* start *

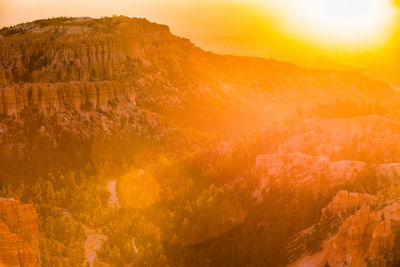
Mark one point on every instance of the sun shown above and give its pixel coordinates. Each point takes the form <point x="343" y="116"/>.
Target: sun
<point x="339" y="22"/>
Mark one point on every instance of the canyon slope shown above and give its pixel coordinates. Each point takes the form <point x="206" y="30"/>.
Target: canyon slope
<point x="19" y="237"/>
<point x="84" y="100"/>
<point x="68" y="84"/>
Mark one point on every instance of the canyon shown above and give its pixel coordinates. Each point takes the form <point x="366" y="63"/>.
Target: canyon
<point x="83" y="100"/>
<point x="19" y="234"/>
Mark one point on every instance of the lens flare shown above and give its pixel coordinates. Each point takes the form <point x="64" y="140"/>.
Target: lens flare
<point x="339" y="22"/>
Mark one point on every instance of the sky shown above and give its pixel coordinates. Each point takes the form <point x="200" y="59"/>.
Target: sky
<point x="353" y="34"/>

* end *

Render the lines as a Markdown table with columns headed "No." and "Line", running from the line holding "Mark one point on every instance of the canyon shown" through the last line of the rows above, both inclusive. Number each line in order and omit any blank lines.

| No. | Line |
|---|---|
| 1 | Mark one point on every instance of the canyon shown above and give its pixel coordinates. Each point takes the form <point x="366" y="63"/>. |
| 2 | Target: canyon |
| 3 | <point x="83" y="100"/> |
| 4 | <point x="19" y="234"/> |
| 5 | Mark one point on every instance of the lens flare shown above and give its pixel coordinates. Each point takes the form <point x="64" y="140"/>. |
| 6 | Target: lens flare |
| 7 | <point x="339" y="22"/> |
| 8 | Mark one point on every instance of the sky shown above and give its pixel coordinates. Each point takes the form <point x="200" y="59"/>. |
| 9 | Target: sky |
| 10 | <point x="353" y="34"/> |